Kutipan yang Disediakan:
>>>>>

3.      Adanya sifat racun sulfida dan logam berat seperti merkuri dan arsenik memang terkandung pada tailing PT Newmont Nusa Tenggara, tapi yang mengejutkan ternyata di sana juga pernah terungkap bahwa detoksifikasi atau penghilangan logam toksik yang dilakukan tak stabil. Kandungan racunnya justru meningkat setelah menjadi tailing. Meskipun detoksifikasi telah dilakukan ternyata tailling yang dibuang ke perairan Teluk Buyat masih mengandung sejumlah logam berat berbahaya arsenik dan merkuri.            (www.liputan6.com/ diakses tanggal 23 November 2010)

4.      PT Newmont Nusa Tenggara melakukan pelanggaran terhadap kontrak karya. Perusahaan ini berdasarkan kontrak karya yang ditandatangninya sejak tahun 1986 yang lalu diharuskan melakukan divestasi saham perusahaan kepada pihak nasional secara bertahap hingga 51 % pada ahir tahun ke 10. Hal ini berdasarkan pasal 24 point 4 Kontrak Karya (KK/ 1986) yang dijelaskan bahwa pada akhir tahun kelima perusahaan tambang  PT Newmont Nusa Tenggara harus mendivestasikan sahamnya sekurang-kurangnya  15 %, pada akhir tahun keenam di tahun 2007 sekurang-kurangnya 23 % dan pada akhir tahun ke tujuh sekurang-kurangnya 30 %.  dan seterusnya pada akhir tahun ke delapan dan kesembilan masing-masing 37 persen dan 44 persen. Pada akhir tahun kesepuluh kepemilikan saham nasional pada PT Newmont Nusa Tenggara telah mencapai mayoritas yaitu 51 persen, tatapi hal tersebut tidak dilakukannya dan bahkan pada proses divestasi telah gagal sejak  pertama kalinya yaitu proses divestasi sebesar 3 saham tahun 2007 (www.tempointeraktif.com/  diakses tanggal 24 November 2010)

<<<<<

Butir-butir dari sebuah dataset

>>>>>

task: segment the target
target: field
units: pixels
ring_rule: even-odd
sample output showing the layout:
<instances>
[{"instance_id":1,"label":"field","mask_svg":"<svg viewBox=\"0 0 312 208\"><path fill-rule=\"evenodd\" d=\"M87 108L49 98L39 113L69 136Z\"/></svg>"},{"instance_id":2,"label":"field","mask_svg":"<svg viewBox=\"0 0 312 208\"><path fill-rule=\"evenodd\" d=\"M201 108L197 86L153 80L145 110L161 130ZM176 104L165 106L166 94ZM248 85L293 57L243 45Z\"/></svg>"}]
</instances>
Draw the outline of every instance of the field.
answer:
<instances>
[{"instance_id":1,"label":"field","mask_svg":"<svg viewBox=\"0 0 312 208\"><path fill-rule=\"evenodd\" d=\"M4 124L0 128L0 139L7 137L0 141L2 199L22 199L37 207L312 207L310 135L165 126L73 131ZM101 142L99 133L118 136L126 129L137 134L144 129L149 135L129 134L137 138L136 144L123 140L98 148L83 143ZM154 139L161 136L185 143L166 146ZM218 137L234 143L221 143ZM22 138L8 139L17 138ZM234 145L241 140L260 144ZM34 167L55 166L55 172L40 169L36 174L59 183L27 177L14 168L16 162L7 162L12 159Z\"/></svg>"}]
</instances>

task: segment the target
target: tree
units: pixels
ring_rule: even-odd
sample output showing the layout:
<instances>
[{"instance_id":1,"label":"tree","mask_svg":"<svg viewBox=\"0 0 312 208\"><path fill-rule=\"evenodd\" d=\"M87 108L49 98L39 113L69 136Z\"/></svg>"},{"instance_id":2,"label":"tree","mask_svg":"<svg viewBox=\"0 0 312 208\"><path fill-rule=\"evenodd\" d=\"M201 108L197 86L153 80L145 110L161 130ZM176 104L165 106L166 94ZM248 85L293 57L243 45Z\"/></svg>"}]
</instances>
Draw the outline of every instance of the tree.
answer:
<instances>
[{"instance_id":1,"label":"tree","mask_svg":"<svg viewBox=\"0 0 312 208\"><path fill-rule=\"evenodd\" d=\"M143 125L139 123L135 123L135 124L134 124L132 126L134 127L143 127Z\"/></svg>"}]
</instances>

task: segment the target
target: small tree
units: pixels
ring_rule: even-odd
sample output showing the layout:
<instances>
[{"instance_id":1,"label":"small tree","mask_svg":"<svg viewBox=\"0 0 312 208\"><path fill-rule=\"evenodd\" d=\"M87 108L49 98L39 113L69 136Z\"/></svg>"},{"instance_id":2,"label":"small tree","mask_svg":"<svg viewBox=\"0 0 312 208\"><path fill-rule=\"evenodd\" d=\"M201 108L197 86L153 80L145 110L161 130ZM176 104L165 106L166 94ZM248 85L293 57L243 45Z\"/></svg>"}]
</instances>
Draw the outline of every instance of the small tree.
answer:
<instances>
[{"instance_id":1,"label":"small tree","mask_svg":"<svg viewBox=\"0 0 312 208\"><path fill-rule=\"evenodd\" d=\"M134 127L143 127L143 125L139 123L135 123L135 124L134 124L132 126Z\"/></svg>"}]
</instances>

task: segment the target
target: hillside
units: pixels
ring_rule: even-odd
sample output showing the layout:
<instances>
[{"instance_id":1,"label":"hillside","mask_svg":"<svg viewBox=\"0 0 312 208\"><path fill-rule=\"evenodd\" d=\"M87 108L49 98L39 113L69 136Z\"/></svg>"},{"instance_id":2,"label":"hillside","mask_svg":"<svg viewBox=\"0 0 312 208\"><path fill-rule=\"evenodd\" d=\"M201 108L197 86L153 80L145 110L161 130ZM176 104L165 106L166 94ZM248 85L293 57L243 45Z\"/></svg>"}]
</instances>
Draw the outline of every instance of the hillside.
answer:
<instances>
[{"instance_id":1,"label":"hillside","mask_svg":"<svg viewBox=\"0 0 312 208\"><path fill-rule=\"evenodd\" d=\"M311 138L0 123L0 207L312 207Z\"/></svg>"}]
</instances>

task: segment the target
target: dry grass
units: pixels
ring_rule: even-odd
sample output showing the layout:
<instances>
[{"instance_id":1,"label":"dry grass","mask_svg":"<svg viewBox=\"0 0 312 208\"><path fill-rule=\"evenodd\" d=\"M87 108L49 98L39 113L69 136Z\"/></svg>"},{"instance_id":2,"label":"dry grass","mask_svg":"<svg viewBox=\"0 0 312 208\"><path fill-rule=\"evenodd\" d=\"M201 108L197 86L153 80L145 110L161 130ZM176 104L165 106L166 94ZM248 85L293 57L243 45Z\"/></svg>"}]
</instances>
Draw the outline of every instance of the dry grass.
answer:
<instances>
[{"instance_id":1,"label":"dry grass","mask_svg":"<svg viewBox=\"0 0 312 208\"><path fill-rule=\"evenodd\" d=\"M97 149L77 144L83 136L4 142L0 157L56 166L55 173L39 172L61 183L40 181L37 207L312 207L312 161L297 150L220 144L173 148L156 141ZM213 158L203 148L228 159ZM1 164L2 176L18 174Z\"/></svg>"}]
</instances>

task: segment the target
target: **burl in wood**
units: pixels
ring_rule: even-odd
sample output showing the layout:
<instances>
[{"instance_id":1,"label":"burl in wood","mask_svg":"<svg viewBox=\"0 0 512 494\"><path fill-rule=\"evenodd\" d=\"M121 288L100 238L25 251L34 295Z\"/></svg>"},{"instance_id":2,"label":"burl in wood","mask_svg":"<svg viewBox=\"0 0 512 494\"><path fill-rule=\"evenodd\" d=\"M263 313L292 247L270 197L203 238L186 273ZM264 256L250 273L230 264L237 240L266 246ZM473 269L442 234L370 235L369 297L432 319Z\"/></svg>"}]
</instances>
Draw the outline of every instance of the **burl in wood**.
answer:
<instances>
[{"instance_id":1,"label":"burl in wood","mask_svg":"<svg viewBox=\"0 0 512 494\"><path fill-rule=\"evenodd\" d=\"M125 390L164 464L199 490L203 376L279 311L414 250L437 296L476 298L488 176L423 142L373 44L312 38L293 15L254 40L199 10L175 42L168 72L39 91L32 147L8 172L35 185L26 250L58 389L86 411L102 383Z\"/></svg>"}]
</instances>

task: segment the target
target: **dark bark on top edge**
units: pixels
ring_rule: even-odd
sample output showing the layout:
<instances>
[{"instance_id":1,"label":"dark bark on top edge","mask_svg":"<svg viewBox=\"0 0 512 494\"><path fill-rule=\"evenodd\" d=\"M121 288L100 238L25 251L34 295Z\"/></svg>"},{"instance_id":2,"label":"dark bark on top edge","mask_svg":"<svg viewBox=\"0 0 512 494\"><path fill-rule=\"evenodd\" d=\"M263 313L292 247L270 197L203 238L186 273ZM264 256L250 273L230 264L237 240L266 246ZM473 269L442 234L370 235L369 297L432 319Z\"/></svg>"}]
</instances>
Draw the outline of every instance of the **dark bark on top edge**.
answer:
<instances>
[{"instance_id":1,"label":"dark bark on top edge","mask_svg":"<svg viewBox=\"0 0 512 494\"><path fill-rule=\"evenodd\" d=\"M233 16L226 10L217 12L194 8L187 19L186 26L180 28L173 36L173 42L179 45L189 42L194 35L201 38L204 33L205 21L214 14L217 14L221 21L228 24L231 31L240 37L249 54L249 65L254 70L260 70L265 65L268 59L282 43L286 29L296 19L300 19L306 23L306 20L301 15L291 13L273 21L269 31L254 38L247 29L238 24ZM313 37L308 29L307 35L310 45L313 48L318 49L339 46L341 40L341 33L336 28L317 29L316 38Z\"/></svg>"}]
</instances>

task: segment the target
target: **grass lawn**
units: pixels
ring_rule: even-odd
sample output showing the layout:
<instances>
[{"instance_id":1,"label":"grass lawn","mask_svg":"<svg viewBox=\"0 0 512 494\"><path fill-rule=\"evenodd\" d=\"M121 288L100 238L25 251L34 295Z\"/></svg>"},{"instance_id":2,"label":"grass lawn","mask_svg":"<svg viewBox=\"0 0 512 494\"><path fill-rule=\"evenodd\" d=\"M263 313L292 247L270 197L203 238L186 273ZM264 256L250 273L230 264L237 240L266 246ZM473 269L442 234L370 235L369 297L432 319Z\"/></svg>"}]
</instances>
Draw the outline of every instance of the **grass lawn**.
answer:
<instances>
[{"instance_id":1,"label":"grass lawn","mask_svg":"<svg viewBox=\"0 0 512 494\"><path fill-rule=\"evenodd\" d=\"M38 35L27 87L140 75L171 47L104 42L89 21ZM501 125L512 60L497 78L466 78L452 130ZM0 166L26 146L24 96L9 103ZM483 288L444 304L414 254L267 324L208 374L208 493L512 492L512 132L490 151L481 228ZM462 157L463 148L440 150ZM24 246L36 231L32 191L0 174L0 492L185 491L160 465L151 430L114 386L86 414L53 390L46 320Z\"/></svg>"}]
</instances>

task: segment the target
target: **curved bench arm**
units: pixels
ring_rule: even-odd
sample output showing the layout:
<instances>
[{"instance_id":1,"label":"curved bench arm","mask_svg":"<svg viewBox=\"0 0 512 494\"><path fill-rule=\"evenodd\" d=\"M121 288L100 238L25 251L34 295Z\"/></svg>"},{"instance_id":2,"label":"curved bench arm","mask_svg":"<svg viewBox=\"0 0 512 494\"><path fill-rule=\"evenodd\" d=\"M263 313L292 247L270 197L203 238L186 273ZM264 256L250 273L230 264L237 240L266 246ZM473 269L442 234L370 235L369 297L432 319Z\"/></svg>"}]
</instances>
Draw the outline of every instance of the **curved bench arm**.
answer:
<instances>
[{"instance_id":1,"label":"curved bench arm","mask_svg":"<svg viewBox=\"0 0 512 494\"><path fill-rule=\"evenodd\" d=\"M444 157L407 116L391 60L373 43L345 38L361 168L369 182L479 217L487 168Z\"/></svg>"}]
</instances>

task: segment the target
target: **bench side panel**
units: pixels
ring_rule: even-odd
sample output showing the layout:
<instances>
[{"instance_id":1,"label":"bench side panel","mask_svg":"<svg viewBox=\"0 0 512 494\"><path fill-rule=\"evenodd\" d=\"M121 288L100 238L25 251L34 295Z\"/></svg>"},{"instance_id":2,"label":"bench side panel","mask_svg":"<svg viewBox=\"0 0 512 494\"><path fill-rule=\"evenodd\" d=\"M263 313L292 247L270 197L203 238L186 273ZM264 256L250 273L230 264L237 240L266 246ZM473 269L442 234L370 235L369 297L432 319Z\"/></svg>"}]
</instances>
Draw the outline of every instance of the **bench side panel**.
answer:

<<<<<

Tugas yang Dikerjakan:
1. Tuliskan kembali bagian kutipan tentang PT Newmont Nusa Tenggara yang dimulai dari "3.      Adanya sifat" dan berakhir pada "23 November 2010)".
2. Jawablah pertanyaan berikut berdasarkan kutipan tentang PT Newmont Nusa Tenggara.
(a) Ke perairan mana tailing yang masih mengandung logam berat itu dibuang?
(b) Sejak tahun berapa kontrak karya perusahaan tersebut ditandatangani?
(c) Berapa persen kepemilikan saham nasional yang seharusnya dicapai pada akhir tahun kesepuluh?
3. Teruskan kutipan tentang PT Newmont Nusa Tenggara mulai dari kalimat terakhir yang tercantum.

Sebagai Tanggapan:
1.
3.      Adanya sifat racun sulfida dan logam berat seperti merkuri dan arsenik memang terkandung pada tailing PT Newmont Nusa Tenggara, tapi yang mengejutkan ternyata di sana juga pernah terungkap bahwa detoksifikasi atau penghilangan logam toksik yang dilakukan tak stabil. Kandungan racunnya justru meningkat setelah menjadi tailing. Meskipun detoksifikasi telah dilakukan ternyata tailling yang dibuang ke perairan Teluk Buyat masih mengandung sejumlah logam berat berbahaya arsenik dan merkuri.            (www.liputan6.com/ diakses tanggal 23 November 2010)

2.
(a) Perairan Teluk Buyat.
(b) Sejak tahun 1986.
(c) 51 persen.

3.
      Dari berbagi alasan yang telah diajukan oleh pihak pemerintah tersebut jika Indonesia memenangkan kasusnya, maka 50 persen saham akan dimiliki pemerintah pusat, sementara 50 persen lagi milik pemerintah setempat. Setelah melewati berbagai usaha dari pemerintah dengan pengumpulan bukti-bukti yang telah diajukan ternyata tetap saja kalah oleh argument yang disampaikan pihak PT Newmont Nusa Tenggara.
c.       Kelemahan Pembuktian Pihak Indonesia Pada Jalur Arbitrase  Internasional Dalam Penyelesaian Pelanggaran Dari PT Newmont Nusa Tenggara
PT Newmont Nusa Tenggara menawarkan skema pinjaman kepada pemerintah daerah agar hutangnya dapat dibayar dengan deviden yang akan diberikan setiap tahun. Pemerintah  Nusa Tenggara Barat dan Pemerintah daerah  Kabupaten Sumbawa Barat menolak tawaran, tetapi pemerintah daerah Sumbawa menerima tawaran yang akibatnya memecah koalisi dari ketiga pemerintah daerah. Menurut Penulis adapun sebab-sebab yang menjadi kekalahan pihak Indonesia dalam upaya penyalesaian lewat jalur arbitrase internasional ini adalah sebagai berikut:    
1.      Adanya perpecahan yang terjadi dijadikan alasan bagi PT Newmont Nusa Tenggara bahwa ia telah melakukan upaya mendorong terjadinya divestasi. Terbukti tawarannya diterima oleh salah satu pemerinta daerah yaitu Pemerintah daerah Sumbawa.
2.      Adanya kurang kontrol dari masyarakat luas terhadap jalannya proses arbitase yang dilakukan dan ini juga kesalah darp pemerintah dengan tidak mempublikasikan secara luas pada masyarakat yang menyebabkan perpecahan dari tiga wilayah di Nusa Tenggara.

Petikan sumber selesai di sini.